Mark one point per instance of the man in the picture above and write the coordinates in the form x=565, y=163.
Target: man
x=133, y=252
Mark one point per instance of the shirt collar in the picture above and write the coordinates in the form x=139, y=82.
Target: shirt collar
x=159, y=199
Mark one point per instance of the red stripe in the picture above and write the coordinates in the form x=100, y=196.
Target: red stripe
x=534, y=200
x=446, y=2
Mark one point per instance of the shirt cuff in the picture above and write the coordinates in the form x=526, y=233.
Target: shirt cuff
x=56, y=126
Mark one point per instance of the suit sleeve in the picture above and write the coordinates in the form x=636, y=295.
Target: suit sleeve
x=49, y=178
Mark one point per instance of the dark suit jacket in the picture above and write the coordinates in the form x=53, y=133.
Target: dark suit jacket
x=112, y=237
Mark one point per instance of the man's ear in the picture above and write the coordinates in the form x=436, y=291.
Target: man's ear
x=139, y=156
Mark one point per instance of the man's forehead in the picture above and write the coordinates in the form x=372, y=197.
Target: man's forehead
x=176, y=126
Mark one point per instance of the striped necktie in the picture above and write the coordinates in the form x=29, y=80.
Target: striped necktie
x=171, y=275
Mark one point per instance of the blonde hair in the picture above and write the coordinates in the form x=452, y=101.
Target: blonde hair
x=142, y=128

▶ PROBLEM DETAILS
Copy out the material above in full so that every line matches the original.

▶ ANSWER TO THE PROBLEM
Mark one point per instance of the man in the picture above and write the coordinates in the form x=565, y=163.
Target: man
x=133, y=252
Mark one point per instance of the shirt collar in the picture above and write the coordinates in the form x=139, y=82.
Target: shirt collar
x=159, y=199
Mark one point per instance of the red stripe in the picture above and write the coordinates in the form x=100, y=196.
Target: red stripe
x=534, y=200
x=446, y=2
Mark one point per instance of the shirt cuff in the picture above and write the coordinates in the form x=526, y=233.
Target: shirt cuff
x=56, y=126
Mark one point per instance of the suit sleeve in the picture above and write the coordinates in the form x=636, y=295.
Target: suit sleeve
x=49, y=178
Mark one point per instance of the dark suit jacket in the picture above and write the coordinates in the form x=53, y=133.
Target: dark suit jacket
x=112, y=237
Mark one point per instance of the man's ear in the picture above and write the coordinates in the form x=436, y=291.
Target: man's ear
x=139, y=156
Mark one point per instance of the man's forehead in the picture above and write the coordinates in the form x=372, y=197.
Target: man's forehead
x=176, y=126
Mark one point per instance of the striped necktie in the picture above and write the coordinates in the form x=29, y=80.
Target: striped necktie
x=171, y=275
Mark one point per instance of the blonde hair in the picture above and write the coordinates in the form x=452, y=101.
Target: blonde hair
x=142, y=128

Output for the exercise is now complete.